__YOUR GOAL__. Swap "temple pediment" for "stone pediment" in the items from the line with "temple pediment, then" through the line with "left=143, top=65, right=293, bottom=99", and reproduce only those lines with everything else unchanged.

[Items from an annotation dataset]
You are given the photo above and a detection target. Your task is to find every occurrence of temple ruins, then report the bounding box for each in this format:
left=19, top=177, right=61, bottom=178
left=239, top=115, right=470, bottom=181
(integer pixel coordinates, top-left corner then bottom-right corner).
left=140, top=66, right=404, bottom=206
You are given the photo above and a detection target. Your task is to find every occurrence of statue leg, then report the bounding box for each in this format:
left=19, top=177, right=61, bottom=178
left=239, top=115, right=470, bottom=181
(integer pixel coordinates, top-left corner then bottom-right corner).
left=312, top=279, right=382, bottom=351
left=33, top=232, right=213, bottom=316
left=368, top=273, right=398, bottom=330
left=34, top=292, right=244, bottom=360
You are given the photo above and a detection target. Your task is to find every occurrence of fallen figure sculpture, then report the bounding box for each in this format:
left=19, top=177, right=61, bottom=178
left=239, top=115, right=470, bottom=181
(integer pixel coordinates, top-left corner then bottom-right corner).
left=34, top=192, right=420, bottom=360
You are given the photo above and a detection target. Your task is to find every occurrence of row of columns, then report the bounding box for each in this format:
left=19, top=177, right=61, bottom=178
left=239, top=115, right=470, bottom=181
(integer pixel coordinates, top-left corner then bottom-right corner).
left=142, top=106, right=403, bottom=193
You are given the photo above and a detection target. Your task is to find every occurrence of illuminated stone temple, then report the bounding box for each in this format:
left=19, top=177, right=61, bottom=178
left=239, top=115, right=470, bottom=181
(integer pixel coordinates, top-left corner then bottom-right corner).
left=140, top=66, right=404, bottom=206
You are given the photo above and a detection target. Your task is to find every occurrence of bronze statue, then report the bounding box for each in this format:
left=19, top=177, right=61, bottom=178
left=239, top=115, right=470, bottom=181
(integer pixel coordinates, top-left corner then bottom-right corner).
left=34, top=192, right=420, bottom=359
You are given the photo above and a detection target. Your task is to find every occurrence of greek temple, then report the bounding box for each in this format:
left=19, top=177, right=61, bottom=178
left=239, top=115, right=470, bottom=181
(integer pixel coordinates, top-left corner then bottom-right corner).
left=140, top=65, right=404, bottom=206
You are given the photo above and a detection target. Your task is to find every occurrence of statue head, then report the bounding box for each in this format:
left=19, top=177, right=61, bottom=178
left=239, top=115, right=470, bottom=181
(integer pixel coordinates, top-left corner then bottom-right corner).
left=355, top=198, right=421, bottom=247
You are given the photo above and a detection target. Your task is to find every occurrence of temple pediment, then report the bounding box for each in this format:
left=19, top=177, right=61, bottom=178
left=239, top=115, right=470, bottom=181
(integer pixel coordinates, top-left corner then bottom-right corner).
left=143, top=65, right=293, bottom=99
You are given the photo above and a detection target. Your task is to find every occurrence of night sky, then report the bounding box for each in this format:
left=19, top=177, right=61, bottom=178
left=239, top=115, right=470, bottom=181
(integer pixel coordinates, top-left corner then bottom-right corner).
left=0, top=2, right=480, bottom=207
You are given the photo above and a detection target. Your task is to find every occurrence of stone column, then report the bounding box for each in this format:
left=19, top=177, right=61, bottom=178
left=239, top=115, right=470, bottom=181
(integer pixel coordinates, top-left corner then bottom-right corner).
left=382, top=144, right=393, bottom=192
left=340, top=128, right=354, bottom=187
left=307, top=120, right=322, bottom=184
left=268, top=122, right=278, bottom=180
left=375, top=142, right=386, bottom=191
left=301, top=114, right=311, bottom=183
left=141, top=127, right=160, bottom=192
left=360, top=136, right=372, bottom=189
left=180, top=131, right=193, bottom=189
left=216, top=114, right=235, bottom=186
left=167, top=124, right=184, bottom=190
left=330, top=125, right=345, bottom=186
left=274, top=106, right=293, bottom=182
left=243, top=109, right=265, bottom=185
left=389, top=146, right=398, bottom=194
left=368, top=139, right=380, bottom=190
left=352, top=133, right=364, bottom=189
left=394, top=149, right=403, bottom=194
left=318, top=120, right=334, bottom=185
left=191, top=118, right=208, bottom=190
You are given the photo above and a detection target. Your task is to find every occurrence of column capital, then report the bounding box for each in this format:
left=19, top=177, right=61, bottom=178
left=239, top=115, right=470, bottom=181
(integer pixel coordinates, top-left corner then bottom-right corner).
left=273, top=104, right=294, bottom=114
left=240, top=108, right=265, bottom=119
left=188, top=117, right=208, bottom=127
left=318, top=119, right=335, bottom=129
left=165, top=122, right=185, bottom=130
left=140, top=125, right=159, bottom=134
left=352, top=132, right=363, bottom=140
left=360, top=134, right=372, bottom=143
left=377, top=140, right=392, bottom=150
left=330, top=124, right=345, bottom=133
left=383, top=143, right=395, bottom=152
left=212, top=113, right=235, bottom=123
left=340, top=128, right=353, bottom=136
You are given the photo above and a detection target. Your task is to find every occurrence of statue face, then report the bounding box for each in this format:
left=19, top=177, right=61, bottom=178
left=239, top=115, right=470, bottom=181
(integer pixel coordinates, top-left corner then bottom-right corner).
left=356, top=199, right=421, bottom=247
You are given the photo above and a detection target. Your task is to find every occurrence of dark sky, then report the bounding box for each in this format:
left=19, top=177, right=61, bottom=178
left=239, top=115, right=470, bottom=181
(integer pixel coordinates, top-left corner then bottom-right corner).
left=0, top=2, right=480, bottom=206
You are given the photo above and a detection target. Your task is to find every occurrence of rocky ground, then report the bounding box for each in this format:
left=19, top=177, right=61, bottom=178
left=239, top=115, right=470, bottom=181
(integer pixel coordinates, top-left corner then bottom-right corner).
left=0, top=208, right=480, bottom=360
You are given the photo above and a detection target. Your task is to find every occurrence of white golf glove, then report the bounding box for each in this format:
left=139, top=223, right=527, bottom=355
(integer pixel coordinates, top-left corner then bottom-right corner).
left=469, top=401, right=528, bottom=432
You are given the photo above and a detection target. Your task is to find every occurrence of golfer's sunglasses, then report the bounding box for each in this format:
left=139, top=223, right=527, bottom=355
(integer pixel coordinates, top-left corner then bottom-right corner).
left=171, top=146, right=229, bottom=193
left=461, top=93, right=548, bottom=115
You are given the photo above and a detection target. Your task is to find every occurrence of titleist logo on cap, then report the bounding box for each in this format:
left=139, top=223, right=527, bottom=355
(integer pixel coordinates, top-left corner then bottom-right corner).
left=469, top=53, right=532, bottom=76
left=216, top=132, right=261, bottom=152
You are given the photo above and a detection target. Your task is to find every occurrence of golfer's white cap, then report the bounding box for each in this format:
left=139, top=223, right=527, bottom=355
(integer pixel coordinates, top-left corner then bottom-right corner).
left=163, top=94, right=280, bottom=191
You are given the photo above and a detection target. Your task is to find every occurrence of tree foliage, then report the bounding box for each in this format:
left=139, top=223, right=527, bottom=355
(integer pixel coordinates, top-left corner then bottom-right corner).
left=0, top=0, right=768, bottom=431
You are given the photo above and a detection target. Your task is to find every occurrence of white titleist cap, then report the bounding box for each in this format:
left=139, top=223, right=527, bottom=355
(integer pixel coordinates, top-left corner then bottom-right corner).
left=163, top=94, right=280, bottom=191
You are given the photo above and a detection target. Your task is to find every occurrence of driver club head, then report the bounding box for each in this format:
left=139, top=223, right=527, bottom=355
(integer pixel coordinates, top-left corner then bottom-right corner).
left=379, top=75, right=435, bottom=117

__RESPONSE FOR THIS EXERCISE__.
You are given the photo above and a detection target. Your task is to find every occurrence of stone pediment, then report the bounding box for each in this format:
left=19, top=177, right=61, bottom=178
left=239, top=115, right=470, bottom=181
(integer pixel coordinates, top-left corner then bottom-right corner).
left=143, top=65, right=293, bottom=99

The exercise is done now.